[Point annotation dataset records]
[BEGIN]
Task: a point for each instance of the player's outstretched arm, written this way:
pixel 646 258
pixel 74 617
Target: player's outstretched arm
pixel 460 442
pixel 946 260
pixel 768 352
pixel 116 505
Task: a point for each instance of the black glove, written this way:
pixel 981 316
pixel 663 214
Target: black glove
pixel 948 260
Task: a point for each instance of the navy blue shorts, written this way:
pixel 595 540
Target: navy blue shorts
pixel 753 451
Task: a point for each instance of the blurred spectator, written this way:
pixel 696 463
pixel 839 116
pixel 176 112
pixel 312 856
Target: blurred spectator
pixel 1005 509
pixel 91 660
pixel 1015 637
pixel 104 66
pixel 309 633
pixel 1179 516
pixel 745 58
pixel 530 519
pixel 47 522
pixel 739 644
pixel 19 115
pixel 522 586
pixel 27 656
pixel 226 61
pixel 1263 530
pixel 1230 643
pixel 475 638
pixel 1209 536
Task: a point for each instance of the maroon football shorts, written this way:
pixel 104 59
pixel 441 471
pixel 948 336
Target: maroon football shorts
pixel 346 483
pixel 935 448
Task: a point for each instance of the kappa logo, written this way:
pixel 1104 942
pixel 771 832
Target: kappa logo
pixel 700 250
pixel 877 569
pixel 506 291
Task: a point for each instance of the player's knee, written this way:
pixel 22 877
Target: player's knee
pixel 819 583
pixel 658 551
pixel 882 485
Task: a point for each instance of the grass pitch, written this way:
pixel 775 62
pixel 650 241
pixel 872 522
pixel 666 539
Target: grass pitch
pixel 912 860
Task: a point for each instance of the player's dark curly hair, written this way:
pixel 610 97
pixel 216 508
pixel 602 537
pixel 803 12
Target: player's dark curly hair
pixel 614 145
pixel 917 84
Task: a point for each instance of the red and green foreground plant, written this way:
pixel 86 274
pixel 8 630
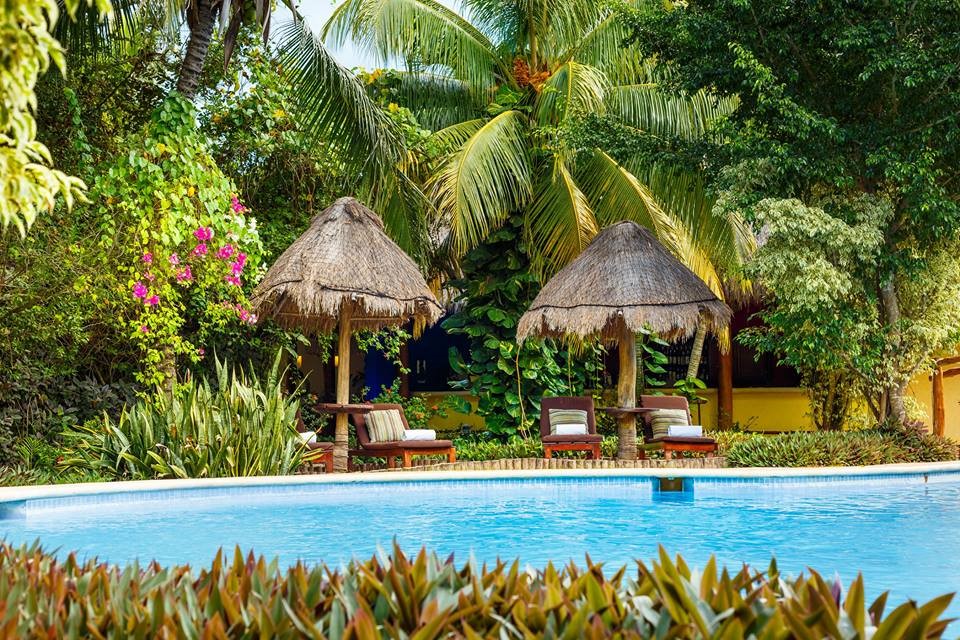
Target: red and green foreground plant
pixel 423 597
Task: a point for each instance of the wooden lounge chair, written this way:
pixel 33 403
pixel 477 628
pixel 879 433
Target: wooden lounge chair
pixel 589 441
pixel 317 452
pixel 670 444
pixel 405 449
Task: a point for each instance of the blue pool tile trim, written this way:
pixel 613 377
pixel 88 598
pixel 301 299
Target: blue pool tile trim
pixel 700 486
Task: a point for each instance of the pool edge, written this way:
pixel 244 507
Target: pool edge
pixel 34 492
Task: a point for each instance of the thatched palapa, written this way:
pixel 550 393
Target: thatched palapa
pixel 345 258
pixel 624 279
pixel 345 273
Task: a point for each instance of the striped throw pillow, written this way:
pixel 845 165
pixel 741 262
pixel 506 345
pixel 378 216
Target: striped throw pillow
pixel 662 419
pixel 385 425
pixel 568 417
[END]
§ Aim of the task:
Please rewrite the records as a JSON list of strings, one string per line, with blank lines left out. Begin at the line that contains "Task: a point for each instance of the kappa", stop after the line that contains "pixel 405 449", and leave the pictures out of the answer.

§ Answer to this exercise:
[
  "Task: a point for each instance of the kappa logo, written this way:",
  "pixel 1104 942",
  "pixel 771 832",
  "Target: kappa logo",
  "pixel 700 250",
  "pixel 877 569",
  "pixel 506 291",
  "Task: a point for each instance of the player's knee, written this way:",
  "pixel 22 877",
  "Target: player's knee",
  "pixel 819 583",
  "pixel 658 551",
  "pixel 882 485",
  "Task: a point for each instance of the grass pitch, written this way:",
  "pixel 775 62",
  "pixel 650 241",
  "pixel 872 522",
  "pixel 666 539",
  "Target: grass pitch",
  "pixel 912 860",
  "Task: a point for each instance of the player's dark curly hair, written this way:",
  "pixel 610 97",
  "pixel 216 508",
  "pixel 602 537",
  "pixel 803 12",
  "Target: player's dark curly hair",
  "pixel 614 145",
  "pixel 917 84",
  "Task: a point for each instance of the red and green foreground plant, written this way:",
  "pixel 86 274",
  "pixel 8 630",
  "Target: red and green foreground plant",
  "pixel 423 597",
  "Task: a point for each instance of the wooden lounge chair, written this way:",
  "pixel 33 403",
  "pixel 477 628",
  "pixel 879 433",
  "Target: wooden lounge chair",
  "pixel 589 441",
  "pixel 317 452",
  "pixel 670 444",
  "pixel 405 449"
]